(Region annotation entries)
□ □ □ □ □

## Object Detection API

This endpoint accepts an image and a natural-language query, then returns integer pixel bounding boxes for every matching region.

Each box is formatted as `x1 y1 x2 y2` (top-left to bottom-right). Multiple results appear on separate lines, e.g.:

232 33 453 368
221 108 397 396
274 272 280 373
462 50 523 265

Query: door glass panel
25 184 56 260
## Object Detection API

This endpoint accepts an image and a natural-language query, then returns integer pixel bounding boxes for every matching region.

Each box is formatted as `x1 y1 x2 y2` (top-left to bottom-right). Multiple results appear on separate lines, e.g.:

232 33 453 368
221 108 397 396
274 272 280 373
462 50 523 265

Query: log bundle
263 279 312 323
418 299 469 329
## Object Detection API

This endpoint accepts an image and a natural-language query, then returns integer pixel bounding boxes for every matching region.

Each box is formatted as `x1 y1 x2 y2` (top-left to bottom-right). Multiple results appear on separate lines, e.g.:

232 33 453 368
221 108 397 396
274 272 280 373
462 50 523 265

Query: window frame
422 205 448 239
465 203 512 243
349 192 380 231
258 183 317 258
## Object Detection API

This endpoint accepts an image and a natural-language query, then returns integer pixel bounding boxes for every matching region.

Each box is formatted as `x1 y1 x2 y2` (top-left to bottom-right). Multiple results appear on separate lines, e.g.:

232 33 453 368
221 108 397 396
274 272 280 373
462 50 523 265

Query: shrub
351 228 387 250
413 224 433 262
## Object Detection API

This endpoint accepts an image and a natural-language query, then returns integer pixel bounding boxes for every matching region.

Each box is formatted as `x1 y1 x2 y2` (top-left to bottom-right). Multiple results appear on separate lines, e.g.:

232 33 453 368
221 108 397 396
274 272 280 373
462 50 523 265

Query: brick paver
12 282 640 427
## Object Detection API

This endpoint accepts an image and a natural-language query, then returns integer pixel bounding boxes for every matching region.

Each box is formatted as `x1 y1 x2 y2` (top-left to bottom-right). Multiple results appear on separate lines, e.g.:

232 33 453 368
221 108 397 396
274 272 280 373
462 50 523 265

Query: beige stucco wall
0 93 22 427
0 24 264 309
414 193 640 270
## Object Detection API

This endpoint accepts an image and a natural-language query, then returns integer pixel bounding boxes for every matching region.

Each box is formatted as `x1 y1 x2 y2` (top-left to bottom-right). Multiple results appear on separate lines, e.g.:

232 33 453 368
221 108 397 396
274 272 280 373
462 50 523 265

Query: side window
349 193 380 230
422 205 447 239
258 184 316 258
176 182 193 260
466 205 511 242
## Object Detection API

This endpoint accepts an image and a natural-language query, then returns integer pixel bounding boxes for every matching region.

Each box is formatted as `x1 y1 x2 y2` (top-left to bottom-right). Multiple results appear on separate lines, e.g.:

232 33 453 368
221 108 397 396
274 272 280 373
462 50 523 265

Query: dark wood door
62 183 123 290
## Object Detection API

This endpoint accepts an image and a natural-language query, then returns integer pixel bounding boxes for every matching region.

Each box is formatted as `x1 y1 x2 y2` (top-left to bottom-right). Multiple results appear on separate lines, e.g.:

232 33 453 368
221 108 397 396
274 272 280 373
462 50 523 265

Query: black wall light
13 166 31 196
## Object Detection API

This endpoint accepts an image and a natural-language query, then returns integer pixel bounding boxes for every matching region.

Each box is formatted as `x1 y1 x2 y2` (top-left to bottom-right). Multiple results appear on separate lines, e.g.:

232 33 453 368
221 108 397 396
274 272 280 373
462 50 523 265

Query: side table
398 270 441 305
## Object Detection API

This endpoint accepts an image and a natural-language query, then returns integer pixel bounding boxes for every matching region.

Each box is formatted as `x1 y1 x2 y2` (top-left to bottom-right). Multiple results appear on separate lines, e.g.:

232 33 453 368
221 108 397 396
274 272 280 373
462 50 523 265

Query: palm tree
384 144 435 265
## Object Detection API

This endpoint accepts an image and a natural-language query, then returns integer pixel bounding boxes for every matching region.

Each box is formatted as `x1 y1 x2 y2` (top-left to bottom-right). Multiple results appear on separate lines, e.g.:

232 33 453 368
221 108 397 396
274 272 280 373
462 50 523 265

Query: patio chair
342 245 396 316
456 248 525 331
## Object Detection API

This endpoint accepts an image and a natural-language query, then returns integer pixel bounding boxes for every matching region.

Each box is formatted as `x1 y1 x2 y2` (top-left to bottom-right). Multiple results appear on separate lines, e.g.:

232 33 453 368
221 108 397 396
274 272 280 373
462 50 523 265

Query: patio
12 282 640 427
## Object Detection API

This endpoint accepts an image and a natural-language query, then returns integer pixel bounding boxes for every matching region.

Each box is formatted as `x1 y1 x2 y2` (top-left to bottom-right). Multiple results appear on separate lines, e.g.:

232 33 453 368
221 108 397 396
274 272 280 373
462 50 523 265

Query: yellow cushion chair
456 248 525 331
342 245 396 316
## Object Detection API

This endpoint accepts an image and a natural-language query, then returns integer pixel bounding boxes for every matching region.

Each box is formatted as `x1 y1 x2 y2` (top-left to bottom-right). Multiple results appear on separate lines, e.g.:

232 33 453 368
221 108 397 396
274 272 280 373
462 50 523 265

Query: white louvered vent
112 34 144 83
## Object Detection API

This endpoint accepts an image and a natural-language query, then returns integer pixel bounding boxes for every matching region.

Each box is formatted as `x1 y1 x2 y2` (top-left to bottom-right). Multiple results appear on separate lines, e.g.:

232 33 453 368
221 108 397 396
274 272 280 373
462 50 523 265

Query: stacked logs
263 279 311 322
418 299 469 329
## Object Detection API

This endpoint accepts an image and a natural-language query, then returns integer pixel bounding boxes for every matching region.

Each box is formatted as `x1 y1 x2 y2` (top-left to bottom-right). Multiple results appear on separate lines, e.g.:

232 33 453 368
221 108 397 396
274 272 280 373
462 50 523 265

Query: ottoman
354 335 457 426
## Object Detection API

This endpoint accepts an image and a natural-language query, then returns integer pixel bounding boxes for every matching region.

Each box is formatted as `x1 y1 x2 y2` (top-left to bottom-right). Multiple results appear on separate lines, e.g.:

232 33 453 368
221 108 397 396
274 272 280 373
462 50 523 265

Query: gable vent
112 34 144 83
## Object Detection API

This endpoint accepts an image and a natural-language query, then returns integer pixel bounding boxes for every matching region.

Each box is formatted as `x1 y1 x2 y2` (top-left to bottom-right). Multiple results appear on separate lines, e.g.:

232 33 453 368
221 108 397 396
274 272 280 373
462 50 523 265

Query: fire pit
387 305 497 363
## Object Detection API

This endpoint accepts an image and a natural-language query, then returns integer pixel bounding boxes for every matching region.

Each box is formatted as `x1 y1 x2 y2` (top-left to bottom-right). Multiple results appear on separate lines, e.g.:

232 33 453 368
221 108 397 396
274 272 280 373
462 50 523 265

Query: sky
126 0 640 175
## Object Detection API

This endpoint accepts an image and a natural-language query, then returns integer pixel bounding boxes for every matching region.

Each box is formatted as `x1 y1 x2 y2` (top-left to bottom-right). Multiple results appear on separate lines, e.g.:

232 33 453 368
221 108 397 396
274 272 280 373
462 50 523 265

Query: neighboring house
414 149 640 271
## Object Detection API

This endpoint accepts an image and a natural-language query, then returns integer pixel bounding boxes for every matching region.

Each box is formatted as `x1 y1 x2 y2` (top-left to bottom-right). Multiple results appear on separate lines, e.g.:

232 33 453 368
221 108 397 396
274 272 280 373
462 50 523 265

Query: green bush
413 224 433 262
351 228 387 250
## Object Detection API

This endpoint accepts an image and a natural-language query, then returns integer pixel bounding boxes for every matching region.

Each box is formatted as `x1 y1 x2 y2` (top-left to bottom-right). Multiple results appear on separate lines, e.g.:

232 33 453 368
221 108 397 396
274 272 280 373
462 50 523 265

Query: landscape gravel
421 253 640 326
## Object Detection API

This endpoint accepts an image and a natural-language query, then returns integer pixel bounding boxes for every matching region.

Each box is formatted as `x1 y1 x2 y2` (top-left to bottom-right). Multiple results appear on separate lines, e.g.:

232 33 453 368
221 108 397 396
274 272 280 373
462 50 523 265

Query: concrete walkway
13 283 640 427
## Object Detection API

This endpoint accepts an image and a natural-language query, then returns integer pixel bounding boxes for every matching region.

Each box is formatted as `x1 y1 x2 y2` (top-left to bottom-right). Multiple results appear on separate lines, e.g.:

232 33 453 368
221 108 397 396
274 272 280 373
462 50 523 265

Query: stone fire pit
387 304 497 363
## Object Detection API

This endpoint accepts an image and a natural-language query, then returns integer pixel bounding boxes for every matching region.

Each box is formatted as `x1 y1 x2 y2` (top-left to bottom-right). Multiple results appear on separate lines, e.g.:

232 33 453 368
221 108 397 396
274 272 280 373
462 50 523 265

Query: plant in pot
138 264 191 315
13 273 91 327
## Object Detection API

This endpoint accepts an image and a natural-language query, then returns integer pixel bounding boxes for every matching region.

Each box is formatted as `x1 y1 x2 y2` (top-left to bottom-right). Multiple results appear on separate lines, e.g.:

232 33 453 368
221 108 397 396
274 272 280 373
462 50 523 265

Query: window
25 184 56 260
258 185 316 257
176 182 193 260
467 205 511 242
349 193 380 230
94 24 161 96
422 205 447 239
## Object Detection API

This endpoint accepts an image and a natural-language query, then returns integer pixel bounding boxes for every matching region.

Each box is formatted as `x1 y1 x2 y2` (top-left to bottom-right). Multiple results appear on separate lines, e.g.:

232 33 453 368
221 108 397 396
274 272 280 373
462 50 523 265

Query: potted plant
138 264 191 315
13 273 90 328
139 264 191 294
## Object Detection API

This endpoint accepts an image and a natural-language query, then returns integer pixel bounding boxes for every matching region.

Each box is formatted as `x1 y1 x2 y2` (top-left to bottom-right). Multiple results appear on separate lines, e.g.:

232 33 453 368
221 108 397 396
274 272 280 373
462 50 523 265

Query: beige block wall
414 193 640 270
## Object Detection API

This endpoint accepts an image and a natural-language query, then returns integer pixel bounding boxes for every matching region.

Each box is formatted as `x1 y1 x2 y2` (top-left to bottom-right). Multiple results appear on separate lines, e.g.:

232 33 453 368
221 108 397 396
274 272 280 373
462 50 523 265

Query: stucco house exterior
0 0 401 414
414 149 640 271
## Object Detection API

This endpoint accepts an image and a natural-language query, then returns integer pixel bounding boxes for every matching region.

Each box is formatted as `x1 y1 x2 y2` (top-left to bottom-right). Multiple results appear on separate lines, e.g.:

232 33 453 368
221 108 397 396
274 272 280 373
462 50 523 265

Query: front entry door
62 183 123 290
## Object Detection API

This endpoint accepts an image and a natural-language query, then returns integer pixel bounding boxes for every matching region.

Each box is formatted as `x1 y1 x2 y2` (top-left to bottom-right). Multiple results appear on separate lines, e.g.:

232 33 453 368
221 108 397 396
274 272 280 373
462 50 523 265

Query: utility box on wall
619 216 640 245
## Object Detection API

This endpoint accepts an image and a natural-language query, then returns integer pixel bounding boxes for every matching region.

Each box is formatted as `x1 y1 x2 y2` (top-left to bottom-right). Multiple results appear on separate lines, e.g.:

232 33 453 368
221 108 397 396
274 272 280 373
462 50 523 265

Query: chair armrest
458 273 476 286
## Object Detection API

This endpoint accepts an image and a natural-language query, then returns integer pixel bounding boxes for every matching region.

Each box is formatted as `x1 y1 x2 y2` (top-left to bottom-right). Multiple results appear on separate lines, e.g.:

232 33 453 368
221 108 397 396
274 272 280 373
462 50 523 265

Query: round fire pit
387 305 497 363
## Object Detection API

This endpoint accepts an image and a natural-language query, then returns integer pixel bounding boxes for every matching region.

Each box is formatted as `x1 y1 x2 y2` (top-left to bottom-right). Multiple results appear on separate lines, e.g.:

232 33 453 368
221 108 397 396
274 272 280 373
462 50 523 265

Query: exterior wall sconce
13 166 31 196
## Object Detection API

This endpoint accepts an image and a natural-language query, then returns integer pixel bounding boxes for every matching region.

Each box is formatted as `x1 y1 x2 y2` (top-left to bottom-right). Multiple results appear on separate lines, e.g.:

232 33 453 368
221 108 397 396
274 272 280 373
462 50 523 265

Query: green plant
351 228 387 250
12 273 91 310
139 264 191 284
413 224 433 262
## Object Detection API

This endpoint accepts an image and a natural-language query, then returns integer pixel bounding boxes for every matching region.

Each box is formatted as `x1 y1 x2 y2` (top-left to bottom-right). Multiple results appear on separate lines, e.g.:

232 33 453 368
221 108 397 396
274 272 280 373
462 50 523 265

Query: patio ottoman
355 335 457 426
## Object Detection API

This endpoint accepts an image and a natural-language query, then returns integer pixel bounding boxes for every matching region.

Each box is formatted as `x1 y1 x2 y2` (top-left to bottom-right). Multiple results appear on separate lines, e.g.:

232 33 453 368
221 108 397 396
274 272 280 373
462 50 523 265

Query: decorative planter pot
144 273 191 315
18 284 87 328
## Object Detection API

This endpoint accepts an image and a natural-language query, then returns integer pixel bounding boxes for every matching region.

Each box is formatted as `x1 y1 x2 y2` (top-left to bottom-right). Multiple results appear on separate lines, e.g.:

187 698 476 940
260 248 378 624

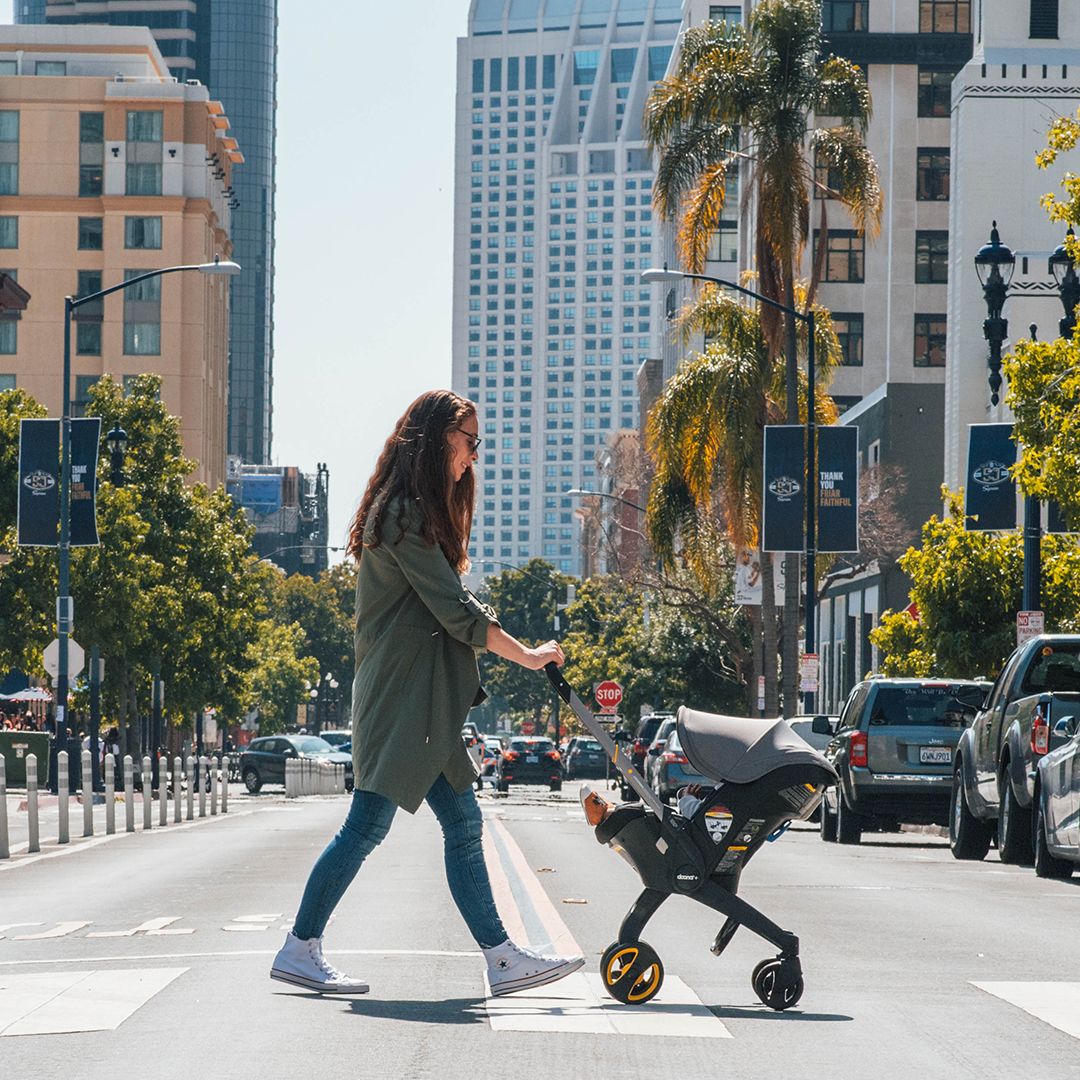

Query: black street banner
963 423 1016 532
761 424 806 551
71 417 102 548
18 420 60 548
818 426 859 552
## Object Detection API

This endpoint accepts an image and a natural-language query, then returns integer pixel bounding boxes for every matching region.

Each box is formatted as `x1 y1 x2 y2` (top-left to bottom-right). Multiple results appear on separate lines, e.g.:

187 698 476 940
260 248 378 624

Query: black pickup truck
949 634 1080 865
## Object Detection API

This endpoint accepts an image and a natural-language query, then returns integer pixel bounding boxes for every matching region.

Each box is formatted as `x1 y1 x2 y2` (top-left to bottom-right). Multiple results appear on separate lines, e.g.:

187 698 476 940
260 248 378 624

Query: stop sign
596 678 622 713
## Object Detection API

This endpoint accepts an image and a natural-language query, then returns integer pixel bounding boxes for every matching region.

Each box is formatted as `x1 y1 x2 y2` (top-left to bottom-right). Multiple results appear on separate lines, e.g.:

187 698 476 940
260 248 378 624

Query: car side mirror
1054 716 1080 739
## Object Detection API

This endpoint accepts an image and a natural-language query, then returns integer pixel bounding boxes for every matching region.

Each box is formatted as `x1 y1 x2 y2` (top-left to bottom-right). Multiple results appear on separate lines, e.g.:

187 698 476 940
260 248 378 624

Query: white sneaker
484 940 585 998
270 932 370 994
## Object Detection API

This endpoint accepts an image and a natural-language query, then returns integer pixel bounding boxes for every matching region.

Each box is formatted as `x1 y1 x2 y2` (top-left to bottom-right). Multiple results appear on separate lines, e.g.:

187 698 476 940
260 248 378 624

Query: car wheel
836 791 863 843
948 769 991 861
1035 802 1072 881
998 774 1035 866
819 796 839 843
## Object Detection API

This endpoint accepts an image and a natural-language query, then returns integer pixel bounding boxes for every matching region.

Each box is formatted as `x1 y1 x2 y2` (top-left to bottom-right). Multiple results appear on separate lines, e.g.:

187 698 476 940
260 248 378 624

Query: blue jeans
293 773 508 948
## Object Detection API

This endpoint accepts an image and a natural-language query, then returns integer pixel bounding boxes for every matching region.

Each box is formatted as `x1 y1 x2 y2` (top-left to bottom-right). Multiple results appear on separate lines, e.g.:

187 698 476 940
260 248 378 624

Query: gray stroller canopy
676 705 836 784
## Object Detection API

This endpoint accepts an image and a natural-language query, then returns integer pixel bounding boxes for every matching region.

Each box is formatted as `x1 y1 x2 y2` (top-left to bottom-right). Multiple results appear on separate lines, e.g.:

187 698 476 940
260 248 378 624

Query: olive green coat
352 504 498 813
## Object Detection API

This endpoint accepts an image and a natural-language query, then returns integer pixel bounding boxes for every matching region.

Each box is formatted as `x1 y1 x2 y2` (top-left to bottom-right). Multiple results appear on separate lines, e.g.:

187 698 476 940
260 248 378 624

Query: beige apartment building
0 26 243 486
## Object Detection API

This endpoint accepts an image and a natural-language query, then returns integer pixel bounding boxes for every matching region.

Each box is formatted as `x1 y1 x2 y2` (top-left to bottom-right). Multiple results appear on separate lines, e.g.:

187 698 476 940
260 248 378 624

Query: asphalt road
0 784 1080 1080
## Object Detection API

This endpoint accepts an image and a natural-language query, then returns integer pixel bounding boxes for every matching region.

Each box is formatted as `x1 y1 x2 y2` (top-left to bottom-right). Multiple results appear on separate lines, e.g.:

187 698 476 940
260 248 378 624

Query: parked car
497 735 563 792
563 735 607 780
619 713 673 801
649 724 716 802
1034 710 1080 878
949 634 1080 865
811 678 985 843
319 729 352 750
240 735 352 795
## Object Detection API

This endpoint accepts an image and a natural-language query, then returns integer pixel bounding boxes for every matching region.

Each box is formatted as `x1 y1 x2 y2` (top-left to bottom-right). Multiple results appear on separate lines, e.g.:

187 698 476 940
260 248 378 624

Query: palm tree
645 0 882 707
648 286 841 716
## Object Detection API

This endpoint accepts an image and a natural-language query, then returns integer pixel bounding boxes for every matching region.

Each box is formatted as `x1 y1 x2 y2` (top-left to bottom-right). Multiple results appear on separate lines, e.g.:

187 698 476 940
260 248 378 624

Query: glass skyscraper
15 0 278 464
454 0 683 575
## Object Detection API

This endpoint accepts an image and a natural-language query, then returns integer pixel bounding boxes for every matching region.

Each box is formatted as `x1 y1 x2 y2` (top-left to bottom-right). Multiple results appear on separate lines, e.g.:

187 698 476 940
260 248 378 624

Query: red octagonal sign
596 678 622 713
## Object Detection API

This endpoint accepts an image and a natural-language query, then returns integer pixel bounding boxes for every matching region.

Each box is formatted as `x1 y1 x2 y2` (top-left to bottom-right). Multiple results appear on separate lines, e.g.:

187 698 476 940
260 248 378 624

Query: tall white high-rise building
453 0 683 576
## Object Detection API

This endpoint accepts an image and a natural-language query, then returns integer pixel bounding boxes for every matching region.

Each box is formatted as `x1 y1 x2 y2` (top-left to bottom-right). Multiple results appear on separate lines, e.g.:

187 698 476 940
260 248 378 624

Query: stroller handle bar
544 663 664 820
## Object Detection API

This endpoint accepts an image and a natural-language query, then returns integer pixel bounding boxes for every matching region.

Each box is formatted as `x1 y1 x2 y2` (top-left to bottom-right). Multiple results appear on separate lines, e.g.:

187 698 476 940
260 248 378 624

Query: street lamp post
51 256 240 786
642 267 819 713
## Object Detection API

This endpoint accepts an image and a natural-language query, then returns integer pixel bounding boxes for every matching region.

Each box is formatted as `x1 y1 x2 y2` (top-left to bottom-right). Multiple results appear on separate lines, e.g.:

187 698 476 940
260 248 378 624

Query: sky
0 0 469 562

□ □ □ □ □

## Problem to solve:
Please collect every line in the records that contains the string "building", treating uppercase and lowercase as different.

## Exercise output:
Query: beige apartment building
Query: tall white high-rise building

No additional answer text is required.